Starting at the line that contains "Expected: one point per instance of the stone staircase, each", write out word for word every line of the entries below through the last one.

****************************************

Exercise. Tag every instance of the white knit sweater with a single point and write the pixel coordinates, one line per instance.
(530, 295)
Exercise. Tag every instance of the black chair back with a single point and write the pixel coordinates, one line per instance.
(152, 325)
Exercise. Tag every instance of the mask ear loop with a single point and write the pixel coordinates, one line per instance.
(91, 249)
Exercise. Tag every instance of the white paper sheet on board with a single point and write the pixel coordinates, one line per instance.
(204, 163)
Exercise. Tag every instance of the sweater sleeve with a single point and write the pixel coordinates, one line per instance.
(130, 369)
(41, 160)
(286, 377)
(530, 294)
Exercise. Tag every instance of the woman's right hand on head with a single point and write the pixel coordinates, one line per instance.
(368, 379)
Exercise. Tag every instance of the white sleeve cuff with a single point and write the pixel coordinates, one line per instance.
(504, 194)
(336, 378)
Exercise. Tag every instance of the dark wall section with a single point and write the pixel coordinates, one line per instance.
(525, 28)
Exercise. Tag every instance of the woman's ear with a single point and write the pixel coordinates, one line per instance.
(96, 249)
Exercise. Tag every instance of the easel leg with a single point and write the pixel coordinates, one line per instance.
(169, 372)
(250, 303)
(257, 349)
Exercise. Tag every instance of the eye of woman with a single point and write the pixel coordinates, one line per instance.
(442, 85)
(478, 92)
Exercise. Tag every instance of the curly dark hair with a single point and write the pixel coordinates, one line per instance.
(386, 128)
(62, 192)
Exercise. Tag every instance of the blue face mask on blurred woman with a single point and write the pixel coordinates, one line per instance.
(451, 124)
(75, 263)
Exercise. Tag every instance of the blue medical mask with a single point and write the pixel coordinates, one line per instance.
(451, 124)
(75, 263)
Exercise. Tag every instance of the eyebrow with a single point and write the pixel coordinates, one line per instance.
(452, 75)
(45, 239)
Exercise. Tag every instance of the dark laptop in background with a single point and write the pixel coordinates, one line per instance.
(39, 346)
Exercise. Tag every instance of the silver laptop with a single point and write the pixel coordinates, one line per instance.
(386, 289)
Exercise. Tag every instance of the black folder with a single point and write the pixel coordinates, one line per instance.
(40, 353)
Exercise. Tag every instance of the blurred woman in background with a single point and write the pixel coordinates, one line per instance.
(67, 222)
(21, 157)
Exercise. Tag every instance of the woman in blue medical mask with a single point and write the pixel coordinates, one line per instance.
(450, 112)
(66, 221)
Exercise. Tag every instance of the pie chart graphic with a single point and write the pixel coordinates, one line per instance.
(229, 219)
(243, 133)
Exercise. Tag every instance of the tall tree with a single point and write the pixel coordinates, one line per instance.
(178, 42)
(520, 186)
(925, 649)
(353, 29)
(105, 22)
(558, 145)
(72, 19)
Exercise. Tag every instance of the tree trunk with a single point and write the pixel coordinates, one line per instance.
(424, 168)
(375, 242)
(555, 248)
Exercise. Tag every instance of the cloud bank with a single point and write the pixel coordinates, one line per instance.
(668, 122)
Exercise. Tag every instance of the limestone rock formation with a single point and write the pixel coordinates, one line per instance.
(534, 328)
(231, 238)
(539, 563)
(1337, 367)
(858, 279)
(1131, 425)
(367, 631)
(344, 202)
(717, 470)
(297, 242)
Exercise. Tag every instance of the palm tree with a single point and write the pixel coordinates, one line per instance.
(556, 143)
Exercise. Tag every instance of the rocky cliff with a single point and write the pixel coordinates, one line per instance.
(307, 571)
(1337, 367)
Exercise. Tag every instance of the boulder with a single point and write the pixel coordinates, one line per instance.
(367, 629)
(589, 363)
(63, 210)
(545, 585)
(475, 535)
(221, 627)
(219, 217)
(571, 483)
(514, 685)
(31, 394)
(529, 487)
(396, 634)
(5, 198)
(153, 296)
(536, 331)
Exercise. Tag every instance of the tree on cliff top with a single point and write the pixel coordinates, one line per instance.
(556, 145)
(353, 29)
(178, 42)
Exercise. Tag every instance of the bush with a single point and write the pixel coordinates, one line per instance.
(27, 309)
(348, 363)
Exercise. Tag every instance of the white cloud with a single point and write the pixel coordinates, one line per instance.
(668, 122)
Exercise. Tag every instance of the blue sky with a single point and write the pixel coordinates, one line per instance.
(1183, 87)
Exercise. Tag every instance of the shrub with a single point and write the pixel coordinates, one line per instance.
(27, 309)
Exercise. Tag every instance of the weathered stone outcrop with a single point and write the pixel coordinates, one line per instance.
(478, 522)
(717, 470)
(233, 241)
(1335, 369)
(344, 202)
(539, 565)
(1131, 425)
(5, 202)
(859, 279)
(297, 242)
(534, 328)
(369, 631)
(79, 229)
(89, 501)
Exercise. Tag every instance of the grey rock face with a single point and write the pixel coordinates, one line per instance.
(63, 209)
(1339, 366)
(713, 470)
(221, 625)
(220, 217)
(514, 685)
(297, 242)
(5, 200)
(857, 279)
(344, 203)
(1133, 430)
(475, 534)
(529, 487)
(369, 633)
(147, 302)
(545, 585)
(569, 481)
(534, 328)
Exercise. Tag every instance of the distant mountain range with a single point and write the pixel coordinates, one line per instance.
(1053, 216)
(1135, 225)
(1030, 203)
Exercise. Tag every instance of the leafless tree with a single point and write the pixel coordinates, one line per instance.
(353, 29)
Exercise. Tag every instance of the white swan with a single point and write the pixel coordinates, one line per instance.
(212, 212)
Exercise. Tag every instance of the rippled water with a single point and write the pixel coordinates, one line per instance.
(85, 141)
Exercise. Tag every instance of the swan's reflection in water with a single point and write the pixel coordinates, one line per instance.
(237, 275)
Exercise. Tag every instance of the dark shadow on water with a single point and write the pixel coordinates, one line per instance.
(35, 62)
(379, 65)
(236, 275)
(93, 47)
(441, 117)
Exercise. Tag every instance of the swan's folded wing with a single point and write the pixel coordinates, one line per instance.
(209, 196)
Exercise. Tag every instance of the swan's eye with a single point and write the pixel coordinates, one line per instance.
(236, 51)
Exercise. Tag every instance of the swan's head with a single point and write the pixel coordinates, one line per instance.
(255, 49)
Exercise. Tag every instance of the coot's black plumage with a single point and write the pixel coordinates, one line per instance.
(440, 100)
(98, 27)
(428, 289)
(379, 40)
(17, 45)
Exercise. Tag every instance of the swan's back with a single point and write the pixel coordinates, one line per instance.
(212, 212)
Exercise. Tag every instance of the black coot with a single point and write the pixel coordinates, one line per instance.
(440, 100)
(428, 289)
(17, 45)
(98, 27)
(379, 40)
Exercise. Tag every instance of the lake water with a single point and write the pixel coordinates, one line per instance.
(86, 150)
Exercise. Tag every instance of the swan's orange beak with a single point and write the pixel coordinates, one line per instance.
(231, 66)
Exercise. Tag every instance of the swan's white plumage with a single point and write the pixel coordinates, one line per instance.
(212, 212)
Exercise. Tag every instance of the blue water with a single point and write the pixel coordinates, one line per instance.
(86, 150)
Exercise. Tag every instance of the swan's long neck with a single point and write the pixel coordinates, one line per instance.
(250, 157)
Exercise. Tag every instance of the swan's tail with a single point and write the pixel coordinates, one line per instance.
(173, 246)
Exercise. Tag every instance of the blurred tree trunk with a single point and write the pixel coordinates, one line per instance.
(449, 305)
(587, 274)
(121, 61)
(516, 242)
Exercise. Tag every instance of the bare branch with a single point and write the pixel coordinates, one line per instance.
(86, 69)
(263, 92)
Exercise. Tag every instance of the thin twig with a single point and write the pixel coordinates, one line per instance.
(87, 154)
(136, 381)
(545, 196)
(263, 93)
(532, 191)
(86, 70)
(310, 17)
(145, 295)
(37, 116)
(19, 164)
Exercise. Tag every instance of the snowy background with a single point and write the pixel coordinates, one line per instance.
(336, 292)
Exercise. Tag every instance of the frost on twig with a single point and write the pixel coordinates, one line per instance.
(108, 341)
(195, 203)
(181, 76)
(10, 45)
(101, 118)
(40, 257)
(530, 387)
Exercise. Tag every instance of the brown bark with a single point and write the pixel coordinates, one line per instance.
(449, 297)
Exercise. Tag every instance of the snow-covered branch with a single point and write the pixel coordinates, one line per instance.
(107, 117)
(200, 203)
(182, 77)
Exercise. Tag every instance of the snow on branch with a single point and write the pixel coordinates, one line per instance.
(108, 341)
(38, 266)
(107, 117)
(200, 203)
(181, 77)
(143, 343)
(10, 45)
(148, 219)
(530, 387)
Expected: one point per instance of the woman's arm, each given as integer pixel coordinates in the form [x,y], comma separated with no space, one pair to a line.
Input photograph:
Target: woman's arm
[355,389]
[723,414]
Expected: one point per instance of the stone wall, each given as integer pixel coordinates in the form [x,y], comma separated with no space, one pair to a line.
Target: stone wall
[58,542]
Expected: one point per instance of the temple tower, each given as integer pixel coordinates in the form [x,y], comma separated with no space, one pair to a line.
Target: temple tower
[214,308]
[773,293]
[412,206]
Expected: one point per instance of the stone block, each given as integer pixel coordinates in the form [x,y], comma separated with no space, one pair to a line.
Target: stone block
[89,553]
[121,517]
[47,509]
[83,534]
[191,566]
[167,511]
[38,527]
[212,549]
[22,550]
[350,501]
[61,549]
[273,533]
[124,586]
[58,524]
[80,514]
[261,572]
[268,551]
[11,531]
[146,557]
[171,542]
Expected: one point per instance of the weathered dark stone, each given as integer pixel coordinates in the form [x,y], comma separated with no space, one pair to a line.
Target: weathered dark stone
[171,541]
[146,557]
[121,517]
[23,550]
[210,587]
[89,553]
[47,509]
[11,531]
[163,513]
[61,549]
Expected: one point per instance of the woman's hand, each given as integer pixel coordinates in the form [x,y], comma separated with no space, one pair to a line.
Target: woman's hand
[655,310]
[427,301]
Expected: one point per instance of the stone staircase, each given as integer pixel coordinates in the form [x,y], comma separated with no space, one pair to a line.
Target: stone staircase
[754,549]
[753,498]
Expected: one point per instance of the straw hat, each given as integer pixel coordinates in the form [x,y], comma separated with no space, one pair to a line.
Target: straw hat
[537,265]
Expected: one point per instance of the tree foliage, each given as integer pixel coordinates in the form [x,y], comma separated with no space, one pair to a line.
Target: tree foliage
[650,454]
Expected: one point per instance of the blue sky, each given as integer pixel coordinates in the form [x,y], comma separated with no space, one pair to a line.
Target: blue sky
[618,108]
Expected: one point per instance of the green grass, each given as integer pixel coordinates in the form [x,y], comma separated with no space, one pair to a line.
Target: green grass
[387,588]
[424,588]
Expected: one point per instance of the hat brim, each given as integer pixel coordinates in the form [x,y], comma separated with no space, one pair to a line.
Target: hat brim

****************************************

Result below:
Expected: one point per instance of the stone staircase, each given as integer pixel coordinates in the form [x,y], comma separated with no space, one pair to a line.
Target: stone staircase
[754,549]
[753,498]
Expected: one point per instance of the straw hat, each given as integer pixel coordinates in the form [x,y], comma separated with no space, one pair to a line.
Target: straw hat
[537,265]
Expected: one point per instance of the tree foliage, each given as integer pixel coordinates in the form [x,y], comma separated with no space, one pair to a line.
Target: tree foliage
[650,454]
Expected: one point per instance of the blue sky, each given as integer pixel coordinates in the form [x,y], comma separated with no space, one pair to a line.
Target: blue sky
[618,108]
Expected: one point per instance of the green grass, each given as integer pixel coordinates in the form [x,y], comma separated with no space, one pair to a line.
Target: green grass
[387,588]
[424,588]
Expected: one point per instance of the hat brim, each given as integer pixel coordinates in the form [x,y], comma separated with no space, one pair to a line.
Target: hat brim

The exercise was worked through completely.